++++ MATERIAL FOR THIS TASK

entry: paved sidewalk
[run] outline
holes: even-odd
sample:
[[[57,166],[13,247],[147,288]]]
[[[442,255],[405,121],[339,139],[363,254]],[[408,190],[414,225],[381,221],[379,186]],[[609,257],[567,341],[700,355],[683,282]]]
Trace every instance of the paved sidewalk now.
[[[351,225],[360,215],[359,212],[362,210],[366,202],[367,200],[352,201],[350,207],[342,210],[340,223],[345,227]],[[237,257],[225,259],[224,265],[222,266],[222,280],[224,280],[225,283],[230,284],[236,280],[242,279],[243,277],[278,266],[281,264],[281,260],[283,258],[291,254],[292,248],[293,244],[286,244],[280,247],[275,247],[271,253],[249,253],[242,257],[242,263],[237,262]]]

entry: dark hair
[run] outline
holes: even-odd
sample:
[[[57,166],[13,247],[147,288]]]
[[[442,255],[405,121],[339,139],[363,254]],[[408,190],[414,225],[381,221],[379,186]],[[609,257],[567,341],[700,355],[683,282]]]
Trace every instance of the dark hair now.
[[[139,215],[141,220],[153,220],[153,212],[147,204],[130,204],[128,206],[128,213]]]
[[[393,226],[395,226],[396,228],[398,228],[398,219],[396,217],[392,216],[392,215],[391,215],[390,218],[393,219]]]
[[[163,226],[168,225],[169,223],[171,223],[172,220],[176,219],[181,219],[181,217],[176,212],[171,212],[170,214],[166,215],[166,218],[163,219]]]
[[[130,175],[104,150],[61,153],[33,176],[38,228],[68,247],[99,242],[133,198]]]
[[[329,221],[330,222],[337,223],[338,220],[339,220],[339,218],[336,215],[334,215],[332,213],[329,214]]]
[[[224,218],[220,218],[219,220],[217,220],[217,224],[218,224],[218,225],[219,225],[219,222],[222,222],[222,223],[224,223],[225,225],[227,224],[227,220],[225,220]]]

++++++++

Your response should be the lines of the entries above that include the string "entry".

ANSWER SECTION ->
entry: paved sidewalk
entry: dark hair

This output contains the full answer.